Text block:

>>>>>

Presently, the country has had different initiatives meant to serve these purposes. Good cases include the cash transfers to the elderly and Persons Living with Disability (PLWDs). Others that could fit here are the Women Enterprise Fund, Youth Fund and Uwezo Fund. During this Covid-19 season, we have also had special cash tranfer schemes to cushion the most vulnerable households. On the ongoing drought, policy has shifted from distributing foodstuff to providing cash coupons to the affected households to afford them the dignity of choosing what to buy.
So, before we talk of enhanced or new welfare schemes, we need to ask what impact has these previous and/or ongoing schemes have made. Also, do we have any documented evidence of their effectiveness and efficacy? Unfortunately, welfare schemes are expensive public programmes even for developed nations. So, if we were to scale or expand them, there must be persuasive and conclusive evidence on the same.
From our experience, these programmes have largely been conduits to appropriate public funds for personal benefits. Even in circumstances where humanitarian aid is sacred like the ongoing famine in 10 counties, it has been riddled with corruption.
For example, civil society recently released a report on the opaqueness and serious accountability questions on the Covid-19 intervention to help most vulnerable households.
The first is Deputy President William Ruto’s bottom-up model. Based on how he has been explaining it, his model is nothing else than proposing a hustlers’ fund similar to its cousins - Uwezo, Youth and Women funds. The technical description of bottom-up economics has nothing to do with distributing political goodies to appease a disillusioned populace due to extractive political institutions. It alludes to empowerment to create value out of locally available resources.
Even in the US where the Biden administration was proposing a redirecting of the economy away from top-down policies, they have eventually gone for Keynesian economics to steer the economy through the Covid-19 disruptions. The next logical question to ask is, if the Uwezo, Youth and Women funds haven’t saved these hustlers over the 20 or so years they have been in existence, what will make the hustlers’ fund work?

<<<<<

(Dataset entries)
>>>>>

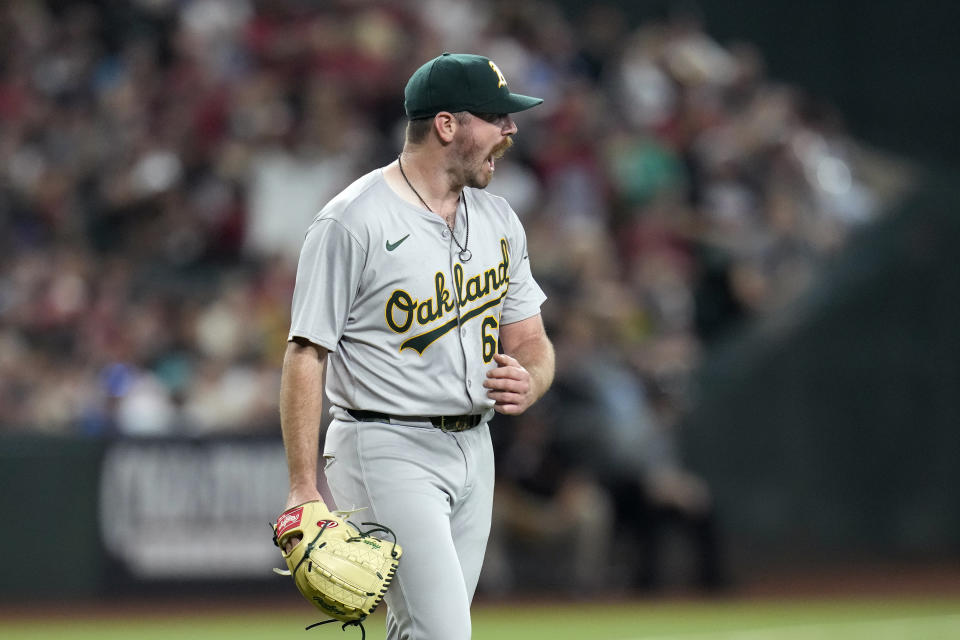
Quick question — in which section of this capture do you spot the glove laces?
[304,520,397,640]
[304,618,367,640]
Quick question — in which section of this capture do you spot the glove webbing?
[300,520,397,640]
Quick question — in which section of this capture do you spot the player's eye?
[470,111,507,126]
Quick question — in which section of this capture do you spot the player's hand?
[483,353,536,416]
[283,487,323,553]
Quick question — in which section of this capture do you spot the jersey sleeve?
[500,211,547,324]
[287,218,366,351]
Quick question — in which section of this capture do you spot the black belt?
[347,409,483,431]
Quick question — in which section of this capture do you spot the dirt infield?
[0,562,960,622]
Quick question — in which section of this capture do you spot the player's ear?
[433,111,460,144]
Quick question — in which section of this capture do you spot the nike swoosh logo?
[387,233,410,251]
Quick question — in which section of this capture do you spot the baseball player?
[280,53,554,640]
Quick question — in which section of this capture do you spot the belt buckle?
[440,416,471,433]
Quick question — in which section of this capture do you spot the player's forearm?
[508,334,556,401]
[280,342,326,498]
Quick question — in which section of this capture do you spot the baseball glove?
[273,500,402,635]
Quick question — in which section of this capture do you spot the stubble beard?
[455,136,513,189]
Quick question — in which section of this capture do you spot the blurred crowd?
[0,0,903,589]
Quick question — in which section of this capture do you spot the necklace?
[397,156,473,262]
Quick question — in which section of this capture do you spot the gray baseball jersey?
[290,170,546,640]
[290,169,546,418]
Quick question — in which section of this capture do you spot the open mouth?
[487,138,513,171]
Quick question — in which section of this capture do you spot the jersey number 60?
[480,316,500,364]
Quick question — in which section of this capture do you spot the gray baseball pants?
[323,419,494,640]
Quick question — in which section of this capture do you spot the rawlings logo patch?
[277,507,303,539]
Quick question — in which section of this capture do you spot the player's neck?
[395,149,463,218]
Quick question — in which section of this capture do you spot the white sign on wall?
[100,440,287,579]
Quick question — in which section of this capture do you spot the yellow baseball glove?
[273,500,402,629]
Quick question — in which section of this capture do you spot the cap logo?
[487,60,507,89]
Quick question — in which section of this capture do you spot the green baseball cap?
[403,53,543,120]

<<<<<
>>>>>

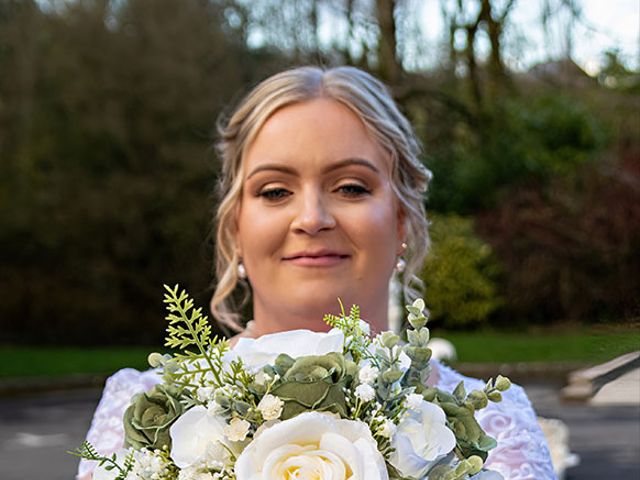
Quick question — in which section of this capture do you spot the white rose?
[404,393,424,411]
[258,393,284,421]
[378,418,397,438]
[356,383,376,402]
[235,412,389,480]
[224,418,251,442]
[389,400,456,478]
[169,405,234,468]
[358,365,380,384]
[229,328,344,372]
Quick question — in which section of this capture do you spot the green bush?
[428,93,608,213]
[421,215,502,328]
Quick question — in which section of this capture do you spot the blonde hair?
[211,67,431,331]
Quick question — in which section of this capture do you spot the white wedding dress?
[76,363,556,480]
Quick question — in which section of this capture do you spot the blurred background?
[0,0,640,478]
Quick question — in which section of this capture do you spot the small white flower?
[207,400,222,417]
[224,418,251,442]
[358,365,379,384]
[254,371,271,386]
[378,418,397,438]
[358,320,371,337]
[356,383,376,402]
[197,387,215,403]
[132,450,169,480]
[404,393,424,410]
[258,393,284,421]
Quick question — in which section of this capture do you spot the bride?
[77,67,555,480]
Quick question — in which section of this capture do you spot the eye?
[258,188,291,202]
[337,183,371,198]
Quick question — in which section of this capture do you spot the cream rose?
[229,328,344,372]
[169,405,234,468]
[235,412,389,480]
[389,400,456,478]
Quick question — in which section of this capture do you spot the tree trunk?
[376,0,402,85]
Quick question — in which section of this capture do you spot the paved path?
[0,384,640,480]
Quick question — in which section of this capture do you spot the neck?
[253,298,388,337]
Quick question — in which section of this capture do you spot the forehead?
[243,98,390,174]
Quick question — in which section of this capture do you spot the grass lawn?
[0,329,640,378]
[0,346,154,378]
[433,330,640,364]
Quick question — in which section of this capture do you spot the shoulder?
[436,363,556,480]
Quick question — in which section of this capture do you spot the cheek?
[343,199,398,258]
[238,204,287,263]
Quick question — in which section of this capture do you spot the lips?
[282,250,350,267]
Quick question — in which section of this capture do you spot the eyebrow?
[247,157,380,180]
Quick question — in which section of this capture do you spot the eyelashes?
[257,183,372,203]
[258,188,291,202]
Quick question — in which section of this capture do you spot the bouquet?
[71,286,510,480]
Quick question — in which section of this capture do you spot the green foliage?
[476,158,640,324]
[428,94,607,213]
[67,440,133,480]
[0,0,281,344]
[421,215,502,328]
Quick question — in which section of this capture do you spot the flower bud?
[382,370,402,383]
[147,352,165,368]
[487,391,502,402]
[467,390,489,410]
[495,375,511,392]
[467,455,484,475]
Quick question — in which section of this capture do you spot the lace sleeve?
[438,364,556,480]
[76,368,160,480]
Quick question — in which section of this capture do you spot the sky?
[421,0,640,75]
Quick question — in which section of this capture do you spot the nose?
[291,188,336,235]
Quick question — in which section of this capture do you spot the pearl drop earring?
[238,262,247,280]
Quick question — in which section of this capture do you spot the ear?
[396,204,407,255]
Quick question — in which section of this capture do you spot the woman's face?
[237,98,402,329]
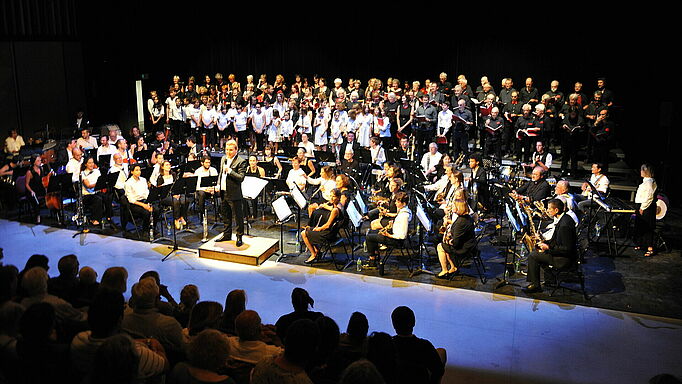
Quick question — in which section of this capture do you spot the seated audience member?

<<<<<

Exercise set:
A. Can you summarize the welfare schemes text in two sentences?
B. Could you rewrite the welfare schemes text between "For example, civil" and "locally available resources.", inclusive, swapping "civil society" for "rights groups"?
C. What comes next? Write the next part of the welfare schemes text, starting after its last sentence.
These data come from a different source than the welfare schemes text.

Outputs in order:
A. The country already runs welfare initiatives such as cash transfers to the elderly and PLWDs and the Women Enterprise Fund, Youth Fund and Uwezo Fund. Because welfare schemes are expensive, expanding them needs persuasive and conclusive evidence of their impact, yet they have largely been conduits for appropriating public funds, which raises the question of what will make Deputy President William Ruto's proposed hustlers' fund work when the similar funds have not saved hustlers in about 20 years.

B.
For example, rights groups recently released a report on the opaqueness and serious accountability questions on the Covid-19 intervention to help most vulnerable households.
The first is Deputy President William Ruto’s bottom-up model. Based on how he has been explaining it, his model is nothing else than proposing a hustlers’ fund similar to its cousins - Uwezo, Youth and Women funds. The technical description of bottom-up economics has nothing to do with distributing political goodies to appease a disillusioned populace due to extractive political institutions. It alludes to empowerment to create value out of locally available resources.

C.
The DP has been at a vantage point in government over the entire of this period, what fresh ideas has he packaged within the hustlernomics? But to give credit where it is due, he has done a smart job of fooling around without any specific details.
He has also perfected the art of describing his developmental achievements based on billions allocated through budgets as opposed to and tangible outcomes/impacts. My honest advice is: Only believe in his narrative at your own peril.
Second is the Handshake brother Raila Odinga’s Sh6,000 cash transfer to youths and/or vulnerable households. After fumbling with the District Focus for Rural Development, he seems to have found something that can excite the masses. This is the most ill-advised of them all. Unlike Ruto’s, it quantifies the benefit into a monthly expenditure for millions of people.
The most troubling question is, how can a leader of his stature be propagating handouts to the young, most educated, innovative and energetic demographic in the economy? All his years, he has projected the image a defender of the people. Just what went wrong?
The final candidate I’ll mention is former Deputy Prime Minister Musalia Mudavadi. He hasn’t told us anything much on his pesa mfukoni economics. But when he comments about the state of the economy, he seems fully briefed or appraised of the true state of the economy.
My final thought is this: we live in a country where almost all of us are lovers of free things instead of work. That is why even university graduates will sell their vote for as little as 50 bob.
Can any government possibly imagine it can satisfy the individual greed of such a populace?